> [Record list]:
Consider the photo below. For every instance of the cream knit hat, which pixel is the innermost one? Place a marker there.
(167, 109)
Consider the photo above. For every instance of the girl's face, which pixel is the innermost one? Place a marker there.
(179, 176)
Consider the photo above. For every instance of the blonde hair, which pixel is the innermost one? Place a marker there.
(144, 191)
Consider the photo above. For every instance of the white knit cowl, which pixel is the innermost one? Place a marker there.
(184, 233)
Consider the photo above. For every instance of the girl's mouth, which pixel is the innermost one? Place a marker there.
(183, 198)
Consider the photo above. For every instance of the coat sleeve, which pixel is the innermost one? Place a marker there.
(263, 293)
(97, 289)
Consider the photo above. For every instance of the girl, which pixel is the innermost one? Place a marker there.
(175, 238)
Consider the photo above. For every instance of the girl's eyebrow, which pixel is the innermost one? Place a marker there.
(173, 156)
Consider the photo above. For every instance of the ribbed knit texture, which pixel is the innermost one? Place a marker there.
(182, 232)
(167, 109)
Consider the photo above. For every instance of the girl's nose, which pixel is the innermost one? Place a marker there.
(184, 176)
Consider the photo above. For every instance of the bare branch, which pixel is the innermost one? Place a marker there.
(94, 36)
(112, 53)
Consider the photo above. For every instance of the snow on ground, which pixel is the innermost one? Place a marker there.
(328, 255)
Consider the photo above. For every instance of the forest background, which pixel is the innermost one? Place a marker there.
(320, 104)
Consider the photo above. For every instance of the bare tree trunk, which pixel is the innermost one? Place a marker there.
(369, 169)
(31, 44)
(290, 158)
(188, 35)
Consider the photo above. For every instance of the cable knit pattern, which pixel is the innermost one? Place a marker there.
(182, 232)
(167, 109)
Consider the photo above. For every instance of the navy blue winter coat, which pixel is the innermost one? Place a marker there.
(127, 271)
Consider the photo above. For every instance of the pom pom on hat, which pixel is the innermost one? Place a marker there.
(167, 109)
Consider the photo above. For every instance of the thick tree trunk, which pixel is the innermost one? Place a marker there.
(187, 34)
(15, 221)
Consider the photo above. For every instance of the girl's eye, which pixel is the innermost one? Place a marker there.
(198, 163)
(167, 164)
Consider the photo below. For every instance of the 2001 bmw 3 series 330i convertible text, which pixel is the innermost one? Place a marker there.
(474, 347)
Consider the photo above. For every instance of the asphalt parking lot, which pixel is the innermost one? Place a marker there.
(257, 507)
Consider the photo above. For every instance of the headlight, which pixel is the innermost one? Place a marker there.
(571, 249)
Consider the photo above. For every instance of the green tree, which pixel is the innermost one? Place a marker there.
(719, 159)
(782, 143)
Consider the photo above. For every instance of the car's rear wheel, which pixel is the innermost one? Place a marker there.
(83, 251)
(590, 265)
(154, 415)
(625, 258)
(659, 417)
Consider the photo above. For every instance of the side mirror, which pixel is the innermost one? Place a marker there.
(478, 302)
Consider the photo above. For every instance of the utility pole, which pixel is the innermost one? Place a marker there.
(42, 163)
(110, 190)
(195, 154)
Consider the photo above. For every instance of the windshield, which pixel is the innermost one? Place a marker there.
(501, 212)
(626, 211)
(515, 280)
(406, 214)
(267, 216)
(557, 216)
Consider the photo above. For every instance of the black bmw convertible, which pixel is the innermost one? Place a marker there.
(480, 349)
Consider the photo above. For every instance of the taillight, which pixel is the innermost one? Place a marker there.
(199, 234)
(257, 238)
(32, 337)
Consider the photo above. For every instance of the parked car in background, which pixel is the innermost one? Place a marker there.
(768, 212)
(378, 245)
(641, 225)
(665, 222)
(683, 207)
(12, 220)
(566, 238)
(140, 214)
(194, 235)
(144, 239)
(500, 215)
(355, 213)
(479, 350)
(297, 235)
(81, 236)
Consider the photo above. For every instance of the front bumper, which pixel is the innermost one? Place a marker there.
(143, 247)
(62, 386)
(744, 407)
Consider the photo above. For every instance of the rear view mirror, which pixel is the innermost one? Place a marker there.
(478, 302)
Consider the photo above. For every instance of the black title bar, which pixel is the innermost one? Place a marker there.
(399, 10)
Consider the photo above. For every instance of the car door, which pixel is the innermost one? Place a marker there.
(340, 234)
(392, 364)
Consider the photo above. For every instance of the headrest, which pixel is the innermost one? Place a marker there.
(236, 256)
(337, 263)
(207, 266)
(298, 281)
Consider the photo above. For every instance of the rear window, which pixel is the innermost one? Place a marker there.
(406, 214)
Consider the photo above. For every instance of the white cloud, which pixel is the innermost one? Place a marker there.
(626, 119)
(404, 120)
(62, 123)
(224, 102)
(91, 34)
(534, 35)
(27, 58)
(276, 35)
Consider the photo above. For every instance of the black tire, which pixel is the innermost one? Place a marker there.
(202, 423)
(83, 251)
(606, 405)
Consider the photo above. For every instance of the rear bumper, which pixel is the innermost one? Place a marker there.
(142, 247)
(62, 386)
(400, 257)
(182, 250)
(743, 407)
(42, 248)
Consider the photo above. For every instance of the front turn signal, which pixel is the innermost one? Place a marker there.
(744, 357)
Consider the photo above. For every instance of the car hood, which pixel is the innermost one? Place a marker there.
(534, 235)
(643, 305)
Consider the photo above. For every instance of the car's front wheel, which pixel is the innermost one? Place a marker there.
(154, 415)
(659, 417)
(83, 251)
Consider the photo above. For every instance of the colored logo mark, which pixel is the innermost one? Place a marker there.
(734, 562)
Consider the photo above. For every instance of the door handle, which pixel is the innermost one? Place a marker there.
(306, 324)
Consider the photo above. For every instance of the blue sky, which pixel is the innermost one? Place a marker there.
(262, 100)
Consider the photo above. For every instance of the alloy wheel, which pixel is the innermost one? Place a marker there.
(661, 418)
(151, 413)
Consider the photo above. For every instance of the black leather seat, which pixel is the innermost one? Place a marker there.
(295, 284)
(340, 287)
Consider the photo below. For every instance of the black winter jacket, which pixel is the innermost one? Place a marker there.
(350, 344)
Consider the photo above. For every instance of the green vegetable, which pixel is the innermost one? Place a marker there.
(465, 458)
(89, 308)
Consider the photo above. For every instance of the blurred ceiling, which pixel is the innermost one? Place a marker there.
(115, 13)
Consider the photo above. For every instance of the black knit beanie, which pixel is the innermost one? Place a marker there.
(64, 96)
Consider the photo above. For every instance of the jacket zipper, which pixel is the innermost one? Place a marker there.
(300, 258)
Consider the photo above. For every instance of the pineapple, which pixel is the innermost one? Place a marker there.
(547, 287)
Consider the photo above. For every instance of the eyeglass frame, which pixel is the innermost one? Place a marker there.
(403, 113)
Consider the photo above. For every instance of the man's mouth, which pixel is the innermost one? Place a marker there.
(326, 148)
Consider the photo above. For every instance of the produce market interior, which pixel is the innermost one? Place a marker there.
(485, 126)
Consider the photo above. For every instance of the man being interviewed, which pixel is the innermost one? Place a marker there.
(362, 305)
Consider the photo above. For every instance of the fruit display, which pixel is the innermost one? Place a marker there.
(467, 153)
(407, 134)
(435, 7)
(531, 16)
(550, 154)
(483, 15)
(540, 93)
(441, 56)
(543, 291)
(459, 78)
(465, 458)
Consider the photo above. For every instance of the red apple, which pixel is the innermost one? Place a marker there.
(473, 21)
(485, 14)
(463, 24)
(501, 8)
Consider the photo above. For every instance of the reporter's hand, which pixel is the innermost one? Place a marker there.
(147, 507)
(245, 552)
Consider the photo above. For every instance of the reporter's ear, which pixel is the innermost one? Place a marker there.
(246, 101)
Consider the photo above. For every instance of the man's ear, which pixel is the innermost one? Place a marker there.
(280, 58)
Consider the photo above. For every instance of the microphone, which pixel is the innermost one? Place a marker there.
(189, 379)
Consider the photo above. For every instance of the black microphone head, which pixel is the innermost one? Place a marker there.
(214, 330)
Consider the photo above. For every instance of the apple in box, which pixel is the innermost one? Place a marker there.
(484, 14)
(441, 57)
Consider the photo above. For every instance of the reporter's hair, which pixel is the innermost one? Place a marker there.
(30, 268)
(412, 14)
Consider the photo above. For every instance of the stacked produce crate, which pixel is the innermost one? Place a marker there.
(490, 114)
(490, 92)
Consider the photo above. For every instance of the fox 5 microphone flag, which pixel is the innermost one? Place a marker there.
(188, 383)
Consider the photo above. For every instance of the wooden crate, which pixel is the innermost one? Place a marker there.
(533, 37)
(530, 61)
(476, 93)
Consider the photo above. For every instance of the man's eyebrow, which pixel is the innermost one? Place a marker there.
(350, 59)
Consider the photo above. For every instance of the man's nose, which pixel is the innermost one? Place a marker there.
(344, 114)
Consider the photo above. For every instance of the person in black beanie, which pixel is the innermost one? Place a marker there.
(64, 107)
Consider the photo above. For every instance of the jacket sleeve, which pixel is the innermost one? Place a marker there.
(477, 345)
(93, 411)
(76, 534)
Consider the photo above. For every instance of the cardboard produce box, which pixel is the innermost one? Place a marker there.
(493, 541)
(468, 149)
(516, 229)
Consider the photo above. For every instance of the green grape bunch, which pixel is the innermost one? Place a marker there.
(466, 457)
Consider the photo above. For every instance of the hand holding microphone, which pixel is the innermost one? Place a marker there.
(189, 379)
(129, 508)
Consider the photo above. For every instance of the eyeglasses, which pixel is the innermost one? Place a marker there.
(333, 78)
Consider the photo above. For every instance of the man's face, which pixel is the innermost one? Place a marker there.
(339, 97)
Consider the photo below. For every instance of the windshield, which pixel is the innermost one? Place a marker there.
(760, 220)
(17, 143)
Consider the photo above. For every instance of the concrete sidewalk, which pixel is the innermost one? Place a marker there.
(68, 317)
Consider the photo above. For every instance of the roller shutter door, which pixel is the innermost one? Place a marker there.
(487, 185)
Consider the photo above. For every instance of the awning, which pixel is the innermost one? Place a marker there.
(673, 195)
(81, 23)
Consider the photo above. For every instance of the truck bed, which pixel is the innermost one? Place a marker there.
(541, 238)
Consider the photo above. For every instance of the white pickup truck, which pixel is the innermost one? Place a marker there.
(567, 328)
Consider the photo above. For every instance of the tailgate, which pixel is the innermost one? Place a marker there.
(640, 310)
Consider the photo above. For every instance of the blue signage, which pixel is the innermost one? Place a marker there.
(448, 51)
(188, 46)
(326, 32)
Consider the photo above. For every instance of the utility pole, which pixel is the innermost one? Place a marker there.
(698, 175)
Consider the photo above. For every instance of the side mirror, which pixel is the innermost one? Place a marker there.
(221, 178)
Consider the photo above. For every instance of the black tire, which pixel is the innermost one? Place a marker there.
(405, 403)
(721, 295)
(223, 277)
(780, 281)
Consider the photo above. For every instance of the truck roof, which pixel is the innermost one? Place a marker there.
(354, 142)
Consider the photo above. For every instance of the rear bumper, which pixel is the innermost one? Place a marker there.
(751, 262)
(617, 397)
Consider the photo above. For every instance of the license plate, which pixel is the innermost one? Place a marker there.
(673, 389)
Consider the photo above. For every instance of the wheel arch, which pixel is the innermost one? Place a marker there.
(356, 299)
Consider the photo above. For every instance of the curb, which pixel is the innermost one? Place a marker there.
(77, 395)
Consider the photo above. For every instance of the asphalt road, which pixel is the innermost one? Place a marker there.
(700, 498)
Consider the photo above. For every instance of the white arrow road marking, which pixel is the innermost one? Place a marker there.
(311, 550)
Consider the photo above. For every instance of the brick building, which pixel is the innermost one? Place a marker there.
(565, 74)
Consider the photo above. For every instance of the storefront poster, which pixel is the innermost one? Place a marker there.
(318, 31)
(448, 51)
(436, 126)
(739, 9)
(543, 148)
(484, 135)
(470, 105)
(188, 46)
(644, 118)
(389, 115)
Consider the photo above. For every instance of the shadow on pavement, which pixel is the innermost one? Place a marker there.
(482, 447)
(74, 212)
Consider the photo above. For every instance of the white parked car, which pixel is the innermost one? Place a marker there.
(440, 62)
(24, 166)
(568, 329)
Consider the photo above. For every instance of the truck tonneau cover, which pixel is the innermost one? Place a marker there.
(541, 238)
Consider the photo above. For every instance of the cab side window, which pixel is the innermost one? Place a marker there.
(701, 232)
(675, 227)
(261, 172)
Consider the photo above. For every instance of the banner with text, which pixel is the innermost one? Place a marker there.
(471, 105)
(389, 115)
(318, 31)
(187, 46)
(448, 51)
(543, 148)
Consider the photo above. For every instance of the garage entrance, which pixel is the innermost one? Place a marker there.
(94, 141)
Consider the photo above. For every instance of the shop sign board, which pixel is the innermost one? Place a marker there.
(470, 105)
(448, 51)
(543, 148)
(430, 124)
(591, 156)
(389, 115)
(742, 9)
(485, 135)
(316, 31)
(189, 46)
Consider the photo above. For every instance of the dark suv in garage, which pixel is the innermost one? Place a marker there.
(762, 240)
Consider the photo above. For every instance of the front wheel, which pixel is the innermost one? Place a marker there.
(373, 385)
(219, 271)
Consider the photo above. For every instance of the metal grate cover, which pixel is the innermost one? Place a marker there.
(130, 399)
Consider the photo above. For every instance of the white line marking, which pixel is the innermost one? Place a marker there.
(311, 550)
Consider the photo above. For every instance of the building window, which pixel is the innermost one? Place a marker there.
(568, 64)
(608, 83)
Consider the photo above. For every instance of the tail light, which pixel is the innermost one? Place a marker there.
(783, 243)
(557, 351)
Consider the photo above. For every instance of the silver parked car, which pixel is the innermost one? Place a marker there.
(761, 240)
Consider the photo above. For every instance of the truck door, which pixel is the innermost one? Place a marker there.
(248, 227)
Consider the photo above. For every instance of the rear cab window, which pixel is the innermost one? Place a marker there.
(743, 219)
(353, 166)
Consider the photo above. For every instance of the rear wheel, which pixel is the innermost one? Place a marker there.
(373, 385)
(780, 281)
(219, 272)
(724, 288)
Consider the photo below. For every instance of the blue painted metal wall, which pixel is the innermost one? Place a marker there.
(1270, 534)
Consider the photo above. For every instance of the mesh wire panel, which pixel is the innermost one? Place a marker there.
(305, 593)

> [What is needed]:
Repeat only the stretch of lines that opens with the line containing "Consider the photo above. For every instance of the banner" and closes with the final line of the entries, both included, exactly as written.

> [Solution to this exercise]:
Consider the photo above. For every instance of the banner with text, which pixel is the innermost one? Place a marker there.
(471, 105)
(389, 115)
(318, 31)
(187, 46)
(448, 51)
(543, 148)
Consider the photo above. For every instance of the garage entrance, which pixel is the innermost one? Place a marker there.
(94, 141)
Consider the photo above. For every instance of the shop sign board, which pixel is the innermost one? Place a marker there.
(470, 105)
(448, 51)
(543, 148)
(430, 124)
(591, 156)
(389, 115)
(742, 9)
(485, 135)
(316, 31)
(189, 46)
Consider the photo above. For every instance of the dark suv in garage, which pixel is the innermost one? Place a marker there.
(762, 240)
Consider the photo above. For every instance of the front wheel, which pixel is the innermost one? Place a marker there.
(373, 385)
(219, 271)
Consider the photo above. For every instance of the metal grate cover, which pixel is the innermost one? Place a marker there.
(130, 399)
Consider the photo above. For every instance of the white line marking, which pixel is the innermost one? Place a marker there.
(311, 550)
Consider the photo above. For every instance of the building window, which pixel is the innermost one? Place a marker there.
(568, 64)
(608, 83)
Consider the photo above. For every instance of the tail light, which pixel is the innermost one? Place a marker there.
(783, 243)
(557, 351)
Consider the photo above. For every instance of the silver parked car, which pixel is the innermost one? Place a marker there.
(761, 240)
Consider the photo above. For every instance of the truck door, which pixel is the innermost one? Place a marker there.
(248, 227)
Consider the photo above. For every instance of the rear cab window, which pixel is the innermost one? Place a marker there.
(743, 219)
(353, 166)
Consider the photo above. For every instance of the rear wheel, which pixel is the innermost one? Place a marker there.
(373, 385)
(780, 281)
(219, 272)
(724, 288)
Consider the photo below. For every instance of the blue painted metal wall, which pixel is the innermost one? Place a marker there.
(1270, 534)
Consider the photo above. For every instance of the mesh wire panel, which pixel is the innermost one? Place a marker there.
(305, 593)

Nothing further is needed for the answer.